* begin Record extracts *
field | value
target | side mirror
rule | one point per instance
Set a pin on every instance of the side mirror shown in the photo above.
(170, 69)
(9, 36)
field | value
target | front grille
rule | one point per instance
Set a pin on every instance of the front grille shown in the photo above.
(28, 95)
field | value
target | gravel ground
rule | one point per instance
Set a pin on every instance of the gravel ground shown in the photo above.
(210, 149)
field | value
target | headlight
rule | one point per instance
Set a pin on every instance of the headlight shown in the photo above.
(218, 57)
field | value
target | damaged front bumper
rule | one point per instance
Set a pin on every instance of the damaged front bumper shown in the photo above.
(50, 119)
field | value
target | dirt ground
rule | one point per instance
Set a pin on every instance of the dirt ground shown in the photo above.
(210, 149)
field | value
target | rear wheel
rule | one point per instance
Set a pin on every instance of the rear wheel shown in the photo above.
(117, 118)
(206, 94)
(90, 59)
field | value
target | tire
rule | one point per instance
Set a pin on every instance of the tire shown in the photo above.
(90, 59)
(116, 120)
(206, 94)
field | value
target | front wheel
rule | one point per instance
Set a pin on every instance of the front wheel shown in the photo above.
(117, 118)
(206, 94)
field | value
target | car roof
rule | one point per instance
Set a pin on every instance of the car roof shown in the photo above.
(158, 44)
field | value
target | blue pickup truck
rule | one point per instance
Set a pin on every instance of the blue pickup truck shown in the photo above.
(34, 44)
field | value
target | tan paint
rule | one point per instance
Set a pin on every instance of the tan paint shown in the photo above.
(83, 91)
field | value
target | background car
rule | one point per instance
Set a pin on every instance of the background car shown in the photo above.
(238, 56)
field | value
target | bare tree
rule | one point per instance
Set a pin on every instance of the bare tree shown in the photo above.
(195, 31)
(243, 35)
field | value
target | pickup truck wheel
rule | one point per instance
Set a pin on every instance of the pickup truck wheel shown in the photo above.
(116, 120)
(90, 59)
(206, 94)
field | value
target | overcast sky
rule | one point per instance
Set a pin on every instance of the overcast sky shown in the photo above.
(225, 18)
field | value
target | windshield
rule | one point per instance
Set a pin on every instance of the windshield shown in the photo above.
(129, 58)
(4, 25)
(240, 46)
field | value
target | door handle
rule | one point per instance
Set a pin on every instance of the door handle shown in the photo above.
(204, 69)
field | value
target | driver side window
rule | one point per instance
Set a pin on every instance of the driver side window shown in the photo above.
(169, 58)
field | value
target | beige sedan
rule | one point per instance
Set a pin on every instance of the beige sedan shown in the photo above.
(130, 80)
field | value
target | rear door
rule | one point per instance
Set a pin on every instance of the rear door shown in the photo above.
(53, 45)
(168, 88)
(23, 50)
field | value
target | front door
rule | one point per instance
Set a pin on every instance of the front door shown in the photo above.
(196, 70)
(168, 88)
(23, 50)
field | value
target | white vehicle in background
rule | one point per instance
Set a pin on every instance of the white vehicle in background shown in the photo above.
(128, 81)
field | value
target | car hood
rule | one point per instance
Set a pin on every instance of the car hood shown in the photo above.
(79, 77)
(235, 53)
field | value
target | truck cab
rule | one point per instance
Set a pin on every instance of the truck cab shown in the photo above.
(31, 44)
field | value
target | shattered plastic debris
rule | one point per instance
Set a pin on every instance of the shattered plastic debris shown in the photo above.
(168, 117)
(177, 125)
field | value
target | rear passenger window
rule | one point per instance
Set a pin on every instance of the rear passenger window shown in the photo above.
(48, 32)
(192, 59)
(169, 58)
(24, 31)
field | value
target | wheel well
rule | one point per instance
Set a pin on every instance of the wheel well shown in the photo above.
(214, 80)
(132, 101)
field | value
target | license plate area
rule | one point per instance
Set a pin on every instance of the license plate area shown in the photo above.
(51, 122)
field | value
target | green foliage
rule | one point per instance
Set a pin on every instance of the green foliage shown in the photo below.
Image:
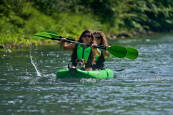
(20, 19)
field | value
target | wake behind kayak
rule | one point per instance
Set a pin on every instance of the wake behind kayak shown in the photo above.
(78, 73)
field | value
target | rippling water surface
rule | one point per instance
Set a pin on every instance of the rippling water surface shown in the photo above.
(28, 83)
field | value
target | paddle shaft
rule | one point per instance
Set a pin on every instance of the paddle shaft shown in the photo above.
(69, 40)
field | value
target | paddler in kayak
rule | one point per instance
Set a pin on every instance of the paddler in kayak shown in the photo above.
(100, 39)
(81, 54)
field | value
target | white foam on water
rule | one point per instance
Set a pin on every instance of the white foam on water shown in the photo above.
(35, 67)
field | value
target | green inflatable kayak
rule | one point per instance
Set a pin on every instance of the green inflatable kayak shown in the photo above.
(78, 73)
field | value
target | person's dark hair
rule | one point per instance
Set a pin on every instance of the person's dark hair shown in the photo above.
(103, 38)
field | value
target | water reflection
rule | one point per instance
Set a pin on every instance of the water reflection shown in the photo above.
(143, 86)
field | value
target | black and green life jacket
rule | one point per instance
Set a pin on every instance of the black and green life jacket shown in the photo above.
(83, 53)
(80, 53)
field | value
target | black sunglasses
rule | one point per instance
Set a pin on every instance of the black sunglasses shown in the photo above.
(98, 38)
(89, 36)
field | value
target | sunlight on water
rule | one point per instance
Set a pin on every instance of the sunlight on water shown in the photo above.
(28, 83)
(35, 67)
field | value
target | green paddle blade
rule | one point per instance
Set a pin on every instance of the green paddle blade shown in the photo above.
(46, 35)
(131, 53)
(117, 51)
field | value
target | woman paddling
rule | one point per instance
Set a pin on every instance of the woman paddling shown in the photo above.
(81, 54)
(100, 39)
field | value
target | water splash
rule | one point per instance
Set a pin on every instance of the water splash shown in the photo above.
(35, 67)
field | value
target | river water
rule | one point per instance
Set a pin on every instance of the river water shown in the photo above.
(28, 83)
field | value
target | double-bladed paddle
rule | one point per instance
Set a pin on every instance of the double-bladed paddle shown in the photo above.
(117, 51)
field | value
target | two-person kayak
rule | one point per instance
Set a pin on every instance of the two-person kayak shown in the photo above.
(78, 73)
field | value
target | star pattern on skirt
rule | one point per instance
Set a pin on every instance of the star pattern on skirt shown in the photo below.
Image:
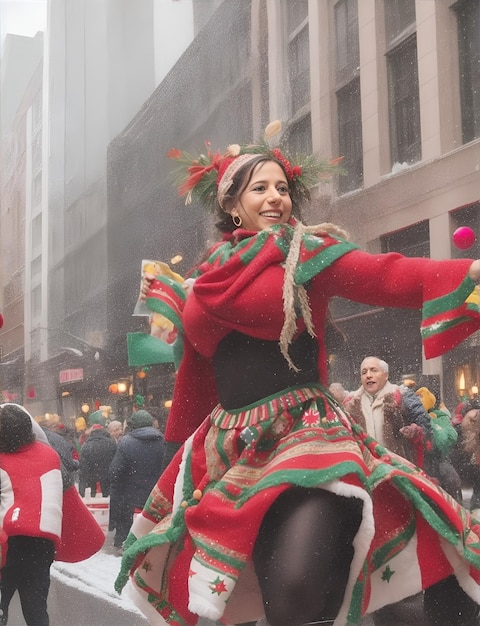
* end Record extracts *
__Requirement__.
The records shown above are to be repeated exactly, with the pictures left out.

__Result of this task__.
field | value
target | side mirror
rule | one point per instance
Set a pin on every instance of the side mirror shown in the photo above.
(170, 69)
(9, 36)
field | value
target | front grille
rule | one point per instance
Set a pin on every instance of the front grille shown in the photo above.
(28, 95)
field | value
target | gravel ground
rule | one point per instance
Set a pin on every instance of the gravel ground shown in the photo above.
(210, 149)
field | value
target | headlight
rule | one point per instance
Set a pin on every instance of the headlight shown in the photo above.
(218, 57)
field | value
target | damaged front bumper
rule | one point per instance
Set a pin on every instance of the damaged front bumper shown in the photo above.
(50, 119)
field | value
target | dirt ground
rule | one point per instance
Set a pin on every instance of the dirt ground shown in the photo above.
(210, 149)
field | value
target | rear wheel
rule | one point per instance
Set a pin on every instance of the rear wheel shown in the photo above.
(117, 118)
(206, 94)
(90, 59)
field | value
target | tire
rule | one point per instance
Set a pin on every instance of the tire shown in the photo above.
(90, 59)
(116, 120)
(206, 94)
field | value
target | front wheel
rule | one point per instance
Set a pin on every instance of the front wheel shown in the photo above.
(117, 118)
(206, 94)
field | value
target | car roof
rule | one point per instance
Set a pin on every instance of the car roof shown in the photo above.
(158, 44)
field | value
target | blue pickup truck
rule | one point per instance
Set a pin on every instance of the blue pickup truck shown in the photo above.
(34, 44)
field | value
target | tan paint
rule | one point per instance
Set a pin on every instance of the tan paint shown in the photo above.
(83, 91)
field | value
target | background car
rule | one point per instance
Set a pin on every instance of the background car shown in the photo above.
(238, 56)
field | value
target | bare tree
rule | one point per instance
Set a pin on every instance of the bare tree shown in the photo above.
(195, 31)
(243, 35)
field | value
target | pickup truck wheel
rule | one point per instance
Set a pin on every instance of the pickup truck wheel shown in the photo above.
(116, 120)
(90, 59)
(206, 94)
field | value
target | overcast sky
rule | one point per instance
Set a pin on every instance of the overcast sky shown in the photo above.
(225, 18)
field | value
target | windshield
rule | one point per instance
Set a pin on every instance of the windshield shown in the photo above.
(129, 58)
(4, 25)
(240, 46)
field | value
target | door handle
rule | one point per instance
Set a pin on every instance of the door handle shown in the photo above.
(204, 69)
field | value
target | driver side window
rule | one point per instance
Set a pin on every instance of the driver side window shown in the photo above.
(169, 58)
field | value
target | beige sedan
rule | one point per instance
Set a pin on every instance of the beige sedan shown in the photo above.
(130, 80)
field | value
target | rear door
rule | one point per instance
Set a pin on every instance of the rear door shown in the photo above.
(53, 45)
(168, 88)
(23, 50)
field | value
target | front door
rule | one point per instance
Set a pin on every instance of the front door shown in the photo above.
(196, 70)
(168, 88)
(23, 50)
field | value
target | white vehicle in background
rule | one point per instance
Set a pin on every instance of the white vehicle in background shown in the photo above.
(128, 81)
field | value
target | car hood
rule | one point per instance
Set a pin on every instance of the car hood shown in the photo above.
(79, 77)
(235, 53)
field | value
target | truck cab
rule | one point per instance
Set a pin on every instance of the truck cab shown in the photo above.
(31, 44)
field | value
target | shattered plastic debris
rule | one point per instance
Set a pin on every instance of the shattered plastic debris shown in the photo above.
(168, 117)
(177, 125)
field | value
target | rear passenger window
rule | one point per instance
Set a pin on every instance of the rear passenger window shown in the photo above.
(48, 32)
(192, 59)
(169, 58)
(24, 31)
field | value
target | wheel well
rule | one point per instance
Set a pin on every instance of the wheel well shown in the photo above.
(214, 80)
(132, 101)
field | value
target | license plate area
rule | one point per instance
Set a pin on every instance of the license plate area shown in the photo above.
(51, 122)
field | value
target | green foliage
rule | one point per instance
Set a pin on every instance of the green foliage shown in the photo below.
Image:
(20, 19)
field | value
target | wake behind kayak
rule | one point per instance
Set a pin on every instance of the wake behind kayak shown in the photo above.
(78, 73)
field | value
target | rippling water surface
rule | one point per instance
Set a pin on every instance of the rippling water surface shown in the photo above.
(28, 83)
field | value
target | paddle shaft
rule | one point per instance
Set a pin on every instance of the paddle shaft shown in the photo above.
(69, 40)
field | value
target | paddler in kayak
rule | one point per instance
Set a pin on every instance of the paddler in kayak shown in the photo above.
(100, 39)
(81, 54)
field | value
target | white foam on water
rule | one point per instance
Set a pin on every instance of the white foam on water shown in the photo above.
(35, 67)
field | value
target | green inflatable kayak
rule | one point per instance
Set a pin on every instance of the green inflatable kayak shown in the photo above.
(78, 73)
field | value
target | person's dark hair
rule | one point per instance
Set a pin on every instance of the person's dark hair shown in the photo above.
(103, 38)
field | value
target | water reflection
rule | one point per instance
Set a pin on every instance of the water reflection shown in the photo above.
(143, 86)
field | value
target | black and green life jacket
rule | one point per instance
Set a pin on every instance of the black and green life jacket shown in the photo above.
(83, 53)
(80, 53)
field | value
target | black sunglasses
rule | one point per instance
Set a pin on every instance of the black sunglasses shown in the photo above.
(98, 38)
(89, 36)
field | value
target | sunlight on water
rule | one point per instance
Set a pin on every instance of the sunlight on water shown in the photo above.
(28, 83)
(35, 67)
field | value
target | green paddle blade
rule | one point per instance
Set a pin on every instance of the green paddle blade shown in the photo above.
(46, 35)
(131, 53)
(117, 51)
field | value
target | woman paddling
rule | one point per instance
Set a pin on every instance of the woman paddling shown in the photo above.
(81, 54)
(100, 39)
field | value
target | water splash
rule | one point per instance
Set a pin on every instance of the water splash shown in the photo above.
(35, 67)
field | value
target | river water
rule | one point per instance
Set a pin on every instance of the river water shown in the photo above.
(28, 83)
field | value
target | double-bladed paddle
rule | one point per instance
Set a pin on every instance of the double-bladed paddle shown in the photo above.
(117, 51)
field | value
target | two-person kayak
rule | one point per instance
Set a pin on every instance of the two-person kayak shown in the photo above.
(78, 73)
field | value
target | star pattern on skirt
rule | one point per instance
Set a pin on every instance of the star pattern on skirt shown in the photo below.
Image:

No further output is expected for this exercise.